Passage =>
A personal reconnaissance by Abercromby had shown that a French force of nearly 5,000 men under General François Lanusse were holding a ridge of high ground which crossed the western end of the isthmus; their line rested on the ruins of Nicopolis of Alexandria at the north and the Alexandria Canal at the south, and had been strengthened by the construction of a redoubt. Accordingly, on March 13, the British began their advance at first light, in two lines. The French unleashed a fierce fire from their artillery and muskets on the 92nd Regiment of Foot which was leading the left column and mounted a cavalry charge against the 90th Regiment of Foot which was leading the right. Few of the French cavalry reached the British line, most being driven off by an effective volley of musket fire. The British gunboats, commanded by captains Frederick Maitland and James Hillyar, were also particularly useful in annoying the right flank of the French army. As the British lines continued their advance, the French began to withdraw to their fortifications on a further ridge just outside Alexandria; Dillon's Regiment (composed of various foreign troops and French émigré officers) captured two French guns by the canal in a bayonet charge.

Having secured the former French positions, Abercromby, who was determined to take the French fortifications outside Alexandria by a coup de main, began a further advance across the plain that separated the two ridges. General Hutchinson was ordered to take a hill overlooking the plain from the south which was successful, the 44th Regiment of Foot capturing a guarded bridge over the canal in the process. However, General Moore, commanding the right hand column, was met with intense artillery fire to which they were totally exposed. Halting while a reconnaissance was conducted by Abercrombie, during which his horse was shot from underneath him, the British forces eventually withdrew at sunset to the line which they had captured earlier in the day.

==Aftermath==
The British set about further fortifying their new position, landed heavy guns from the ships offshore and bringing up supplies with the intention of blockading the French garrison. It was in this position that a French counterattack would be defeated in the Battle of Alexandria on 21 March.

The British 90th and 92nd Regiments of Foot, who had borne the brunt of the fighting, were awarded the battle honour "Mandora".

The Mandora Barracks (built 1895, demolished 1970) at Aldershot in Hampshire were named after this action.

What to produce => According to the passage, why were the British 90th and 92nd Regiments of Foot awarded the battle honour "Mandora"?

(Stored records)

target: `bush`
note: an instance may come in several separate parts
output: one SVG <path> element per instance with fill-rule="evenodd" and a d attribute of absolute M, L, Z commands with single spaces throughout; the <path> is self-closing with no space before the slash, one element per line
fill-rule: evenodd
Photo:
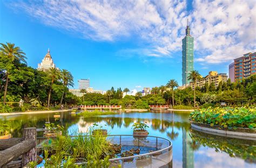
<path fill-rule="evenodd" d="M 0 103 L 0 113 L 10 113 L 12 111 L 12 108 L 8 105 Z"/>
<path fill-rule="evenodd" d="M 172 108 L 177 110 L 192 110 L 194 109 L 194 107 L 189 106 L 178 105 L 173 106 Z"/>
<path fill-rule="evenodd" d="M 29 110 L 31 106 L 29 103 L 23 103 L 23 106 L 21 107 L 21 110 L 22 112 L 24 112 L 26 110 Z"/>
<path fill-rule="evenodd" d="M 224 128 L 256 128 L 256 109 L 248 108 L 208 108 L 190 114 L 190 120 L 199 123 Z"/>
<path fill-rule="evenodd" d="M 203 106 L 201 106 L 201 108 L 208 108 L 208 107 L 213 107 L 213 108 L 214 108 L 215 107 L 215 105 L 214 103 L 204 103 L 204 104 L 203 104 Z"/>
<path fill-rule="evenodd" d="M 146 102 L 139 99 L 135 102 L 135 108 L 138 109 L 149 109 L 149 106 Z"/>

Response box => They were awarded the battle honour "Mandora" because they had borne the brunt of the fighting. The 92nd led the left column and took fierce French artillery and musket fire, while the 90th led the right column and faced a French cavalry charge.